Tâches à réaliser -
1. Selon l'extrait à lire, quelles dimensions devait avoir l'esplanade que Jérôme Vital-Durand devait esquisser devant l'Hôtel-Dieu ?
2. Indiquez si chacune des affirmations suivantes concorde avec l'extrait à lire, en répondant par oui ou par non et en citant les mots du texte qui tranchent : (a) Raymond Barre était maire de Lyon lorsqu'il a sollicité Jérôme Vital-Durand ; (b) Jérôme Vital-Durand a participé à la réalisation de l'ambassade de France au Japon ; (c) les grands travaux de rénovation de l'Hôtel de Ville de Lyon ont eu lieu à l'occasion du sommet du G7 de juin 1996.

Lyon Grand Hôtel-Dieu : ces projets oubliés qui pourraient ressortir

Dans leur présentation au concours pour la rénovation du Grand Hôtel-Dieu, plusieurs architectes avaient planché sur des projets plus ou moins insolites d'esplanade sur le quai, côté Rhône. Vous ne les verrez (probablement) jamais.

Les Jardins du Rhône - Jérôme Vital-Durand

Jérôme Vital-Durand est un architecte d'intérieur et paysagiste qui a participé à de nombreuses réalisations contemporaines, tels l'ambassade de France en Malaisie, les jardins de Septen à Lyon, ou encore la restauration d'anciens bâtiments comme le château de la Chaize, dans le Beaujolais et les grands travaux de rénovation de l'Hôtel de Ville de Lyon, à l'occasion du sommet du G7, en juin 1996.

A la toute fin des années 1990, Raymond Barre, alors maire de la ville, avait demandé à Jérôme Vital-Durand - dont il avait apprécié "le travail remarquable" à l'Hôtel de Ville quelques années plus tôt - d'esquisser un projet d'immense jardin devant l'Hôtel-Dieu (au sujet duquel il disait que ce serait l'un des grands chantiers de la ville à venir). A savoir une esplanade de 325 mètres de long sur une centaine de mètres de large, au ras de la façade Soufflot jusqu'au mur de soutènement du quai Jules Courmont.

Lignes du jeu de données sur la position des objets
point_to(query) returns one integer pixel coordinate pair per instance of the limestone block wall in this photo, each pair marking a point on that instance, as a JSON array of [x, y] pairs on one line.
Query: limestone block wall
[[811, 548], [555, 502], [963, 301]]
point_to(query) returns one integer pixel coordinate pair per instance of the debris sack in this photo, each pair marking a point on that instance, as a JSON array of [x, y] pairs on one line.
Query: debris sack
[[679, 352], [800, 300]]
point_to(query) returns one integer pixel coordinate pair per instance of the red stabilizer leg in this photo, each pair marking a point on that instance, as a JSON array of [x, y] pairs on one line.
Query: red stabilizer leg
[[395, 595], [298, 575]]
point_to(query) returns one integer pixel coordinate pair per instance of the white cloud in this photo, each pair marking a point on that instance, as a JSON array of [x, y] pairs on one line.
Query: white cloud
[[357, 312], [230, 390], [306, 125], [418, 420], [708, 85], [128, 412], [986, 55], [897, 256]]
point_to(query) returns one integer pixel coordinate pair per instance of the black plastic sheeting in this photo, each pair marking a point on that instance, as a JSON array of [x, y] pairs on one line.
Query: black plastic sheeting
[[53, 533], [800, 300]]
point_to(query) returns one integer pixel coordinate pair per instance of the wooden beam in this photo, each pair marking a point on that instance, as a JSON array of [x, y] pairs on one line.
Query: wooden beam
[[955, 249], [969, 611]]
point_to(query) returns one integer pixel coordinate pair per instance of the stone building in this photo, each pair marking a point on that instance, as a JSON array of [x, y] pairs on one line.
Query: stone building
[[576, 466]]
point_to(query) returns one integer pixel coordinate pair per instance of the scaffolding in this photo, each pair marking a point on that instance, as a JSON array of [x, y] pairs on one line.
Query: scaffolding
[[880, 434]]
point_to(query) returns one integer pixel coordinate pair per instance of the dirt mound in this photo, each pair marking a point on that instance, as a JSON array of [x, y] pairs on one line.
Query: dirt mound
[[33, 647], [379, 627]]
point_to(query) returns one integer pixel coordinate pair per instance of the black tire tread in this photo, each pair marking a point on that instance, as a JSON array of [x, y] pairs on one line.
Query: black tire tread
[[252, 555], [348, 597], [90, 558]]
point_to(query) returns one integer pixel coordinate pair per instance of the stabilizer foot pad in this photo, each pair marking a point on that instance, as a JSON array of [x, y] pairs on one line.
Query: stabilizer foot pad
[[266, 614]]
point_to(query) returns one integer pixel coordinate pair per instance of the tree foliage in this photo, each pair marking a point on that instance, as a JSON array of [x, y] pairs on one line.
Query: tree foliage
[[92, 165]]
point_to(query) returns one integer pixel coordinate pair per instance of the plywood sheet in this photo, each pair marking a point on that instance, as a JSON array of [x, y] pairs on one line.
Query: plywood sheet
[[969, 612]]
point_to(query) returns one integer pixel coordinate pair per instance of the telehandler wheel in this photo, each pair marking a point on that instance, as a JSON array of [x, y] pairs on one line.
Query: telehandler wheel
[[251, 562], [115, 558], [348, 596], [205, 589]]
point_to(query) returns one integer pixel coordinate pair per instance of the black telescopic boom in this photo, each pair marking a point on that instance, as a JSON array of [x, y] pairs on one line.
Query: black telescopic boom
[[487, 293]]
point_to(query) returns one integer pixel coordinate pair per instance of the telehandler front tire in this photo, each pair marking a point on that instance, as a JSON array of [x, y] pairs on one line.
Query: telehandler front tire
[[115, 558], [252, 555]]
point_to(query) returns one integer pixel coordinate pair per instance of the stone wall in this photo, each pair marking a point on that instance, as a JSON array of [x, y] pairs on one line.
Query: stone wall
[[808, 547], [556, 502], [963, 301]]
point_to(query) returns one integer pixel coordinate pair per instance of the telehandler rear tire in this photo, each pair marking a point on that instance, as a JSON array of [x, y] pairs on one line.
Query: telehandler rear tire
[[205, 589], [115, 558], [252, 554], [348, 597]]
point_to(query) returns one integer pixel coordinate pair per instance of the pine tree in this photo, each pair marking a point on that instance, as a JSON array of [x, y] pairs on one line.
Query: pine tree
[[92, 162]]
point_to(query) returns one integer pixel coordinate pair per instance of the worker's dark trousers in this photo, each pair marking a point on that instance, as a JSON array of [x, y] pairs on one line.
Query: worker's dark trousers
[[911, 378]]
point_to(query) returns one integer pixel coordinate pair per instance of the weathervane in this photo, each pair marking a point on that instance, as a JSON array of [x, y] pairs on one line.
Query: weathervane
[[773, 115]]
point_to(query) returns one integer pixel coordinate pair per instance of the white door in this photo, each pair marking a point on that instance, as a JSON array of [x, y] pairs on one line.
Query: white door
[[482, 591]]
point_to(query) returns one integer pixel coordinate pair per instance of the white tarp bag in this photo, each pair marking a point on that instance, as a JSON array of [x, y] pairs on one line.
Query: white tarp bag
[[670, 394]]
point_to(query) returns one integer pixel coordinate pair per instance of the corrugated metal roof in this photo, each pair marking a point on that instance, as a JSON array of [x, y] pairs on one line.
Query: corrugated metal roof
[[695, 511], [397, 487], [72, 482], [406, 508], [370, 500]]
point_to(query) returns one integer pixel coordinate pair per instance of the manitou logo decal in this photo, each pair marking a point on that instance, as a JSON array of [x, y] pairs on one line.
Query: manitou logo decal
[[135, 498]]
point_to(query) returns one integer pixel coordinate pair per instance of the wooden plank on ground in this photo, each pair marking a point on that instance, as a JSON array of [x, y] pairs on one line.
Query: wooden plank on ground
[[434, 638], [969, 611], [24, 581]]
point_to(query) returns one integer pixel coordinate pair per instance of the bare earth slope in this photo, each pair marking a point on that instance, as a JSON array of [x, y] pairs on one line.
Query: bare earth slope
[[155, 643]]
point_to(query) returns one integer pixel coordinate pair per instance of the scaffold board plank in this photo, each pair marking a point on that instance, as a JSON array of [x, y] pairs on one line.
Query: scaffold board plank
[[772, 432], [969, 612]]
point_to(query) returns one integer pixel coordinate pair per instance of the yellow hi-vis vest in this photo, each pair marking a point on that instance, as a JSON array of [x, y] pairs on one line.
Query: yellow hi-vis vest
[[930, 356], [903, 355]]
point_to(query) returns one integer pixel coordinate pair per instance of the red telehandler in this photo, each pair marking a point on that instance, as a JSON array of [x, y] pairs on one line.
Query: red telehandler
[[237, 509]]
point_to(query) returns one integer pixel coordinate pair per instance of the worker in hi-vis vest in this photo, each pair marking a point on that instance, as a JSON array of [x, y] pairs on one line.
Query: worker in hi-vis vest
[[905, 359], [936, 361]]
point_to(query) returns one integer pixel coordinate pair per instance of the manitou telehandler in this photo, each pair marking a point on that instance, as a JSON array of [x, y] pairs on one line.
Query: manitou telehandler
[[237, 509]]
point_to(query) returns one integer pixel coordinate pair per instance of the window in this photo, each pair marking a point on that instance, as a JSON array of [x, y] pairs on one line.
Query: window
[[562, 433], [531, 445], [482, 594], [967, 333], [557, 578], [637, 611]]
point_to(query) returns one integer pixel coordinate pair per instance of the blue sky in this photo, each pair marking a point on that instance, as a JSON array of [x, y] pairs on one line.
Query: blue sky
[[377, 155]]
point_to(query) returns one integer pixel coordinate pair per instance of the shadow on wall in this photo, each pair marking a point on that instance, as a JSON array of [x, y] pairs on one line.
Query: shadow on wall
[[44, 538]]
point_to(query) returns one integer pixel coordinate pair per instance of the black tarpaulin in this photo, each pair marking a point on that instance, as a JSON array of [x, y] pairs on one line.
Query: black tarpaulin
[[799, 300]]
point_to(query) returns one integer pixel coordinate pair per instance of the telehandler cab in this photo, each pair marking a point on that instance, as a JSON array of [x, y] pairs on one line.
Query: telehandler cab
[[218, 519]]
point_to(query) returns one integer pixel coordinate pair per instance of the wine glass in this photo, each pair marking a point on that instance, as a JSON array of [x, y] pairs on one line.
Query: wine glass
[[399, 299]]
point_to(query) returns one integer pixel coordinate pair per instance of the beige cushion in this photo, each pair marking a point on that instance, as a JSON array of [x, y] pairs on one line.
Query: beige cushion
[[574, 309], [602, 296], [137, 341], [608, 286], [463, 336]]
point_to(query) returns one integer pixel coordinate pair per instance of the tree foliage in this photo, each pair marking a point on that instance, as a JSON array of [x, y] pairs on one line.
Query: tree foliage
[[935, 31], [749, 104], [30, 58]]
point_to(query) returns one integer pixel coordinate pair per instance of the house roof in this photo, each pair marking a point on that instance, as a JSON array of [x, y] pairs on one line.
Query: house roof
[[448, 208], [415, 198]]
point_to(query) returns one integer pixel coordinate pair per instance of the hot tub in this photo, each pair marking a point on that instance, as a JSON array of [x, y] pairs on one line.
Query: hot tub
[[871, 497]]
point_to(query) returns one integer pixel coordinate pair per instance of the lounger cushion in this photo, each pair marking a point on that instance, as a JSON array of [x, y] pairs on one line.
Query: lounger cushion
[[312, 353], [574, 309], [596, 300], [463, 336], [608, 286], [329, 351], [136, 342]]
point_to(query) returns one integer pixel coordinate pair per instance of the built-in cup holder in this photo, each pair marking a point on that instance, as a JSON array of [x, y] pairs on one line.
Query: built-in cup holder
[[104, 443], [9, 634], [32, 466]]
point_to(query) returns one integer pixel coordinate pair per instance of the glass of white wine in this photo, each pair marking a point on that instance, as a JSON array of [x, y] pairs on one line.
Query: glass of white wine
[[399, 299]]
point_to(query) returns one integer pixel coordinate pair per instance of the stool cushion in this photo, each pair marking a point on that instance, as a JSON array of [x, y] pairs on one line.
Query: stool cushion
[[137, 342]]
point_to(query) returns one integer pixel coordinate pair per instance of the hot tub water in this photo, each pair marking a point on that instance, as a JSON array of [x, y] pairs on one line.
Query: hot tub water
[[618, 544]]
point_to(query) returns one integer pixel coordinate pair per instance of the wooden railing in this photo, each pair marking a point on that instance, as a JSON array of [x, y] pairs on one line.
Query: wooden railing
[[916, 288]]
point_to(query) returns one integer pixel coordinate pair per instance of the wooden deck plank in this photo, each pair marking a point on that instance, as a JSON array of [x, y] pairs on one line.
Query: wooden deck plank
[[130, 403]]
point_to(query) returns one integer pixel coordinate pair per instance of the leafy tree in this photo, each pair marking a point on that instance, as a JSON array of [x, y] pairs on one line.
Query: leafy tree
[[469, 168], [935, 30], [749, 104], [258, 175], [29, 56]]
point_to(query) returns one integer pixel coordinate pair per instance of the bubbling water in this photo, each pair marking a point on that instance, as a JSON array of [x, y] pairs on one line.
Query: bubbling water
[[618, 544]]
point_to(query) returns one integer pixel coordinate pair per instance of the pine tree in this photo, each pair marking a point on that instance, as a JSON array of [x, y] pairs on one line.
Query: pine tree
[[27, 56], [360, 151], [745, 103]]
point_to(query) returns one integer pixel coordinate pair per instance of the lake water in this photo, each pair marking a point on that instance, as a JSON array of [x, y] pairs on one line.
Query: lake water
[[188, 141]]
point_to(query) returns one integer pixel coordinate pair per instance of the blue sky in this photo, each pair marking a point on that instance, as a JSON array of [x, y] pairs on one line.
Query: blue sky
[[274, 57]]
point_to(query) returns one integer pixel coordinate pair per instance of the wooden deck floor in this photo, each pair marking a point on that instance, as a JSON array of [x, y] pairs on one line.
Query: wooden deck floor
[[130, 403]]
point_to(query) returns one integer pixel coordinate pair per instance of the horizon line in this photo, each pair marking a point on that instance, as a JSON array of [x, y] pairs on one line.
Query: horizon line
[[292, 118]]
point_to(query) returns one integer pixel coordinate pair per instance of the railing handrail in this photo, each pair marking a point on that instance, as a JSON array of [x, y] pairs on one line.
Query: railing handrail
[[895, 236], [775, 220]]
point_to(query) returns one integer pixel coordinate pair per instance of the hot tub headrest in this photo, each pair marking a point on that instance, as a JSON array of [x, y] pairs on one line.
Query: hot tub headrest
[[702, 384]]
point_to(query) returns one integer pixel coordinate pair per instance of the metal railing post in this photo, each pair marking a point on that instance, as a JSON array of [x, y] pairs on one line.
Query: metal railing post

Réponses par tâche -
1. 325 mètres de long sur une centaine de mètres de large.

2.
(a) Oui : « Raymond Barre, alors maire de la ville, avait demandé à Jérôme Vital-Durand ».
(b) Non : « l'ambassade de France en Malaisie ».
(c) Oui : « à l'occasion du sommet du G7, en juin 1996 ».